== PAGE EXCERPT ==
In practice, not all debt cancellations originally included in the settlement were carried out. The actual debt interest turned out to be much higher than stipulated, leading to many kibbutzim failing to pay their debts, which continued to grow. At the beginning of the 1990s, new discussions commenced for an additional settlement. Ultimately, it was decided that the "complementary settlement" would begin in 1994, but the agreement itself was signed only in 1996. The main principles of the complementary settlement were:
- The kibbutzim were divided into two groups: "Real Estate Kibbutzim" and "Peripheral Kibbutzim."
- The debts of all the kibbutzim were redefined to be fully paid off within 20 years. The remaining debt for the other kibbutzim was classified as a "bubble."
- The "bubble" debt of the "Peripheral Kibbutzim" was forgiven. It was determined that the "bubble" debt of the "Real Estate Kibbutzim" would be forgiven once their real estate was transferred to the Israel Land Administration, with compensation provided for the land.
- The kibbutzim would transfer 25 percent of their holdings in Tnuva to the state.

Since the signing of the complementary settlement and until the end of 2003, most kibbutzim (out of the 135 originally intended) joined the settlement. The settlement faced considerable criticism within Israeli society. Many argued that it demonstrated the state's preference for a particular sector, while other Israeli businesses that collapsed during those years due to government actions were left without similar support. However, the settlement not only benefited the kibbutzim but also served the interests of the other parties involved. The banks improved their financial situation after receiving government deposits and significantly increased the repayment of kibbutz debt compared to before the complementary settlement. Similar settlements were made with various other institutions in Israel, including factories, business groups, and local authorities.

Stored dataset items
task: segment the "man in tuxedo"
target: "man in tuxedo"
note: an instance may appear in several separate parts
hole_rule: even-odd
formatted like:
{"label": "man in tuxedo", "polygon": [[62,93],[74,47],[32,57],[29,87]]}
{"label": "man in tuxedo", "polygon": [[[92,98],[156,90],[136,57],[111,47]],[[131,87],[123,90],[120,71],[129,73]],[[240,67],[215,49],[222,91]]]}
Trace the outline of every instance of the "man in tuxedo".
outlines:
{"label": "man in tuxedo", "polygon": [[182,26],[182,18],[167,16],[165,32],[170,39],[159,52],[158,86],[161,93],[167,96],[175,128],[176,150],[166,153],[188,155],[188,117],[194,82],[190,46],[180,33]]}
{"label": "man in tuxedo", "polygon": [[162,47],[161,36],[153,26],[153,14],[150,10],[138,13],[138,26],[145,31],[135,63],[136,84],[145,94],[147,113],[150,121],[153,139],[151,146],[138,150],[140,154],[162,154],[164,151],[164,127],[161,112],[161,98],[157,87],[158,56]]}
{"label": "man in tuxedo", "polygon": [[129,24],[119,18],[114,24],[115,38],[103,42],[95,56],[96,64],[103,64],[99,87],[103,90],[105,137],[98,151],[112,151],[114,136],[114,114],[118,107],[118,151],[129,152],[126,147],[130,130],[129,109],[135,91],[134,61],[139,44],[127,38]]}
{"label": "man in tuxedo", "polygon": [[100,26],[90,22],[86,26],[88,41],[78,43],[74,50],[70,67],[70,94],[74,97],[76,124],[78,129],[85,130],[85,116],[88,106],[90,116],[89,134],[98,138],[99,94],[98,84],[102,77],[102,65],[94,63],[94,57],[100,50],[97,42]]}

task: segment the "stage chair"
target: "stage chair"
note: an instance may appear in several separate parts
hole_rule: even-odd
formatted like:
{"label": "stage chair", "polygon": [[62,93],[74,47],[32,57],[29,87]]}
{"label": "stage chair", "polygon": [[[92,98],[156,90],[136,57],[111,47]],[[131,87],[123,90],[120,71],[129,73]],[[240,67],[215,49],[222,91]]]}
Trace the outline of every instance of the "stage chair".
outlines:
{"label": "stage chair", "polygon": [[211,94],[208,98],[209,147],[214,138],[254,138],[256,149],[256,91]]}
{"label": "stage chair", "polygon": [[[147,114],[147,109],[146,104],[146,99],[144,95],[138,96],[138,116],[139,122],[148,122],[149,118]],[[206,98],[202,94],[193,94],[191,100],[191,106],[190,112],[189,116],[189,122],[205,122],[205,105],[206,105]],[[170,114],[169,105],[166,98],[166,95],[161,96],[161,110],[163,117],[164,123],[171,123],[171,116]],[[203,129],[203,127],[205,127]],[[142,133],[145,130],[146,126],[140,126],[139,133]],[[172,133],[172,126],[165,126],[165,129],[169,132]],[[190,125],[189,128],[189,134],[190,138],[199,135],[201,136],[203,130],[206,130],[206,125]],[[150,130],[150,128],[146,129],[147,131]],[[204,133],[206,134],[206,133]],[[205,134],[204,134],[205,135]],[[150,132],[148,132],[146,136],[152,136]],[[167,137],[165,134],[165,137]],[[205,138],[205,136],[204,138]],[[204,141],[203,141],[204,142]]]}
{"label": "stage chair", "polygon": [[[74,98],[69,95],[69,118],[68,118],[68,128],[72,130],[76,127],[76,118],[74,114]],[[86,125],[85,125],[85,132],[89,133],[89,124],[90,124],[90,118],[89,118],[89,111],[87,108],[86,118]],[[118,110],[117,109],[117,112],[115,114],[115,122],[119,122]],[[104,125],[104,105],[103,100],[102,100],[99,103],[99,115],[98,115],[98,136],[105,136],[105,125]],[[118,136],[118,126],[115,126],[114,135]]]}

== TO-DO LIST ==
(1) Rewrite the paragraph of the kibbutz debt settlement passage that begins "Since the signing of the complementary settlement" as a short bulleted list that keeps its main facts.
(2) According to the kibbutz debt settlement passage, in what year was the complementary settlement agreement actually signed?
(3) Write a continuation of the passage on the kibbutz debt settlement, starting after its final sentence.

== RESULTS FOR EACH TASK ==
(1)
- By the end of 2003, most of the 135 intended kibbutzim had joined the complementary settlement.
- The settlement drew considerable criticism in Israeli society.
- Critics said it showed state preference for one sector, while other businesses that collapsed because of government actions got no similar support.
- The settlement also served the other parties involved, not only the kibbutzim.
- The banks improved their finances through government deposits and recovered much more kibbutz debt than before.
- Similar settlements were made with other Israeli institutions, including factories, business groups and local authorities.

(2) 1996.

(3)
== The status of kibbutzim today ==
In the discussions leading up to the debt arrangements with the kibbutzim, many kibbutz movement leaders opposed the arrangements, arguing that they would effectively end the kibbutzim. They claimed that the defined repayment capacity was set too high, preventing any new growth for the kibbutzim. To some extent, they were correct, as many kibbutzim that signed the debt arrangements were unable to repay the agreed-upon debt, despite improvements in their business performance in recent years. Additionally, during the 1990s, many kibbutz members, particularly those in leadership roles, decided to leave. They did so because they felt that, under the debt arrangements, the kibbutz was unable to grow and that members' standard of living would be stagnant for the duration of the arrangements (until 2013). The debt arrangements accelerated the brain drain from the kibbutzim, rendering them less innovative and leading to their transformation into economic entities that adopted organizational solutions from a capitalist society, ultimately leading to the dismantling of most kibbutzim.

Some argue that the debt arrangements, which included monitoring and supervising the kibbutzim's conduct by the banks, eventually led to better economic management in most kibbutzim, allowing them to improve their business performance in recent years. Nevertheless, despite this improved performance, most of the collective and collaborative culture in the kibbutzim disappeared. Only a few kibbutzim remained collaborative while also adapting to capitalist arrangements over the years. Since the change was driven by economic and demographic distress, coupled with brain drain and disillusionment with the collaborative past that contributed to the crisis, attempts to rebuild the kibbutzim as collaborative and democratic entities ceased. The prosperous capitalist Israeli economy became the model for the kibbutzim.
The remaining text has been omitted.